網頁節錄.
除了使用tuple格式的資料,也有提供dict格式的資料。


In [54]:
pdict = nltk.corpus.cmudict.dict()
pdict['fire']


Out[54]:
[[u'F', u'AY1', u'ER0'], [u'F', u'AY1', u'R']]

如果遇到字典中沒有的字,可以手動新增,但新增的結果並不會存檔,下次讀出來還是會缺字。


In [55]:
pdict['blog']


---------------------------------------------------------------------------
KeyError                                  Traceback (most recent call last)
<ipython-input-55-482d977dfcbf> in <module>()
----> 1 pdict['blog']

KeyError: 'blog'

In [56]:
pdict['blog'] = [['B','L','AA1','G']]

In [57]:
pdict['blog']


Out[57]:
[['B', 'L', 'AA1', 'G']]

Comparative Wordlists

比較性的字集,又稱為Swadesh wordlists,列出200個常用字在多國語言中的寫法。


In [60]:
from nltk.corpus import swadesh
swadesh.fileids()


Out[60]:
[u'be',
 u'bg',
 u'bs',
 u'ca',
 u'cs',
 u'cu',
 u'de',
 u'en',
 u'es',
 u'fr',
 u'hr',
 u'it',
 u'la',
 u'mk',
 u'nl',
 u'pl',
 u'pt',
 u'ro',
 u'ru',
 u'sk',
 u'sl',
 u'sr',
 u'sw',
 u'uk']

In [62]:
swadesh.words('it')[:5]


Out[62]:
[u'io', u'tu, Lei', u'lui, egli', u'noi', u'voi']

In [63]:
swadesh.words('en')[:5]


Out[63]:
[u'I', u'you (singular), thou', u'he', u'we', u'you (plural)']

In [67]:
swadesh.entries(['fr','en'])[:5]  # 兩種語言的對照


Out[67]:
[(u'je', u'I'),
 (u'tu, vous', u'you (singular), thou'),
 (u'il', u'he'),
 (u'nous', u'we'),
 (u'vous', u'you (plural)')]

In [68]:
fr2en = dict(swadesh.entries(['fr','en']))
fr2en['nous']


Out[68]:
u'we'

Shoebox and Toolbox Lexicons

Toolbox是語言學家最常用的工具,在第11章會再詳細介紹。


In [75]:
from nltk.corpus import toolbox
toolbox.entries('rotokas.dic')[0]


Out[75]:
(u'kaa',
 [(u'ps', u'V'),
  (u'pt', u'A'),
  (u'ge', u'gag'),
  (u'tkp', u'nek i pas'),
  (u'dcsv', u'true'),
  (u'vx', u'1'),
  (u'sc', u'???'),
  (u'dt', u'29/Oct/2005'),
  (u'ex', u'Apoka ira kaaroi aioa-ia reoreopaoro.'),
  (u'xp', u'Kaikai i pas long nek bilong Apoka bikos em i kaikai na toktok.'),
  (u'xe', u'Apoka is gagging from food while talking.')])

Wordnet

WordNet是一個語意字典,也可以說是給電腦看的字典。當兩個字的字義相同,例如motocar和automobile,就稱這兩個字為synonyms,而這兩個字會組成一個synset。一個synset永遠只包含一個字義,但可以有很多單字。

練習題目.
**a.** 依據網頁節錄回答下列問題:
(i) 手動新增至字典的字,下次讀出時會如何?
(ii) Swadesh wordlists 列出多少個常用字?
(iii) Toolbox 將在第幾章詳細介紹?
**b.** 判斷下列敘述是否與網頁節錄相符,並引用原文中作為依據的字句:
(i) 手動新增至字典的字會被存檔。
(ii) Toolbox 是語言學家最常用的工具。
(iii) 一個 synset 可以包含多個字義。
**c.** 請接續這段關於 NLTK 語料與字典的網頁節錄,從最後一句之後往下寫。

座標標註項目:

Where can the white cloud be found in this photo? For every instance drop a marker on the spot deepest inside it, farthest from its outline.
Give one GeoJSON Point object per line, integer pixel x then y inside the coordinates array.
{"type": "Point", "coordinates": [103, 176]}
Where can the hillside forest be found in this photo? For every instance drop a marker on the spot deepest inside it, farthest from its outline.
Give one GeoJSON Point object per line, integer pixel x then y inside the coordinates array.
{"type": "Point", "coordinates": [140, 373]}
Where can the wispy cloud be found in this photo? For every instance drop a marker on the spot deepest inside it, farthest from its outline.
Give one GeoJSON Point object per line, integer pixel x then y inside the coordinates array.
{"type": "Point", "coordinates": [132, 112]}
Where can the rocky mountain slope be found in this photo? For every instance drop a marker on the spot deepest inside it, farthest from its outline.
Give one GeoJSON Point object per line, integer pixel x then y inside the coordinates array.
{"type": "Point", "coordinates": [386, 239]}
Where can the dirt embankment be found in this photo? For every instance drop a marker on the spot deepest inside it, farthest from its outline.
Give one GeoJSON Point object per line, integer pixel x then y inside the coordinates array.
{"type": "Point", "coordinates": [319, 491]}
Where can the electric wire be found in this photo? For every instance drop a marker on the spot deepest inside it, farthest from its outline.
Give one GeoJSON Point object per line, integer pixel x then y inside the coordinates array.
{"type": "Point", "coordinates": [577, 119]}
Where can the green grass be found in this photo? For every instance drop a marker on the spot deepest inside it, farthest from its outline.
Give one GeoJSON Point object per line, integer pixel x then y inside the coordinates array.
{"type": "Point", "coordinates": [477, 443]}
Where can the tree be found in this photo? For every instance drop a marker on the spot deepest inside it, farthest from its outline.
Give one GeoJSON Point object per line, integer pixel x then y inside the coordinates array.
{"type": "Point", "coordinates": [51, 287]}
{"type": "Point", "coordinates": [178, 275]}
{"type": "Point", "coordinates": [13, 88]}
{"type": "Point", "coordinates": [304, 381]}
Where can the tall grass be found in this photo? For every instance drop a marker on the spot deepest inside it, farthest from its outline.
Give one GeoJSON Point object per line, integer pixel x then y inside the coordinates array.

書面作答.
**a.**
(i) 新增的結果不會存檔,下次讀出來仍會缺字。
(ii) 200個。
(iii) 第11章。

**b.**
(i) 否。「新增的結果並不會存檔」
(ii) 是。「Toolbox是語言學家最常用的工具」
(iii) 否。「一個synset永遠只包含一個字義」

**c.**
In [77]:
from nltk.corpus import wordnet as wn
wn.synsets('sleep')
# sleep共有6種不同的字義,分布在6個synsets中


Out[77]:
[Synset('sleep.n.01'),
 Synset('sleep.n.02'),
 Synset('sleep.n.03'),
 Synset('rest.n.05'),
 Synset('sleep.v.01'),
 Synset('sleep.v.02')]

In [87]:
# 每個synset可能由多個字組成
[syn.lemma_names() for syn in wn.synsets('sleep')]


Out[87]:
[[u'sleep', u'slumber'],
 [u'sleep', u'sopor'],
 [u'sleep', u'nap'],
 [u'rest', u'eternal_rest', u'sleep', u'eternal_sleep', u'quietus'],
 [u'sleep', u'kip', u'slumber', u"log_Z's", u"catch_some_Z's"],
 [u'sleep']]

In [90]:
# 查詢synset所代表的意義
[syn.definition() for syn in wn.synsets('sleep')]


Out[90]:
[u'a natural and periodic state of rest during which consciousness of the world is suspended',
 u'a torpid state resembling deep sleep',
 u'a period of time spent sleeping',
 u'euphemisms for death (based on an analogy between lying in a bed and in a tomb)',
 u'be asleep',
 u'be able to accommodate for sleeping']

In [91]:
# synset的例句
[syn.examples() for syn in wn.synsets('sleep')]


Out[91]:
[[u"he didn't get enough sleep last night",
  u'calm as a child in dreamless slumber'],
 [],
 [u'he felt better after a little sleep', u"there wasn't time for a nap"],
 [u'she was laid to rest beside her husband',
  u'they had to put their family pet to sleep'],
 [],
 [u'This tent sleeps six people']]

Wordnet Hierarchy

WordNet的特色是所有字義都組成一個樹狀結構,裡面每個點都是synsets。synset的子孫節點稱為hyponyms(下位字),而兩個synsets共同的祖先稱為hypernyms(上位字)。


In [118]:
# 尋找hypernyms
syn = wn.synset('sleep.n.01')
syn.hypernym_paths()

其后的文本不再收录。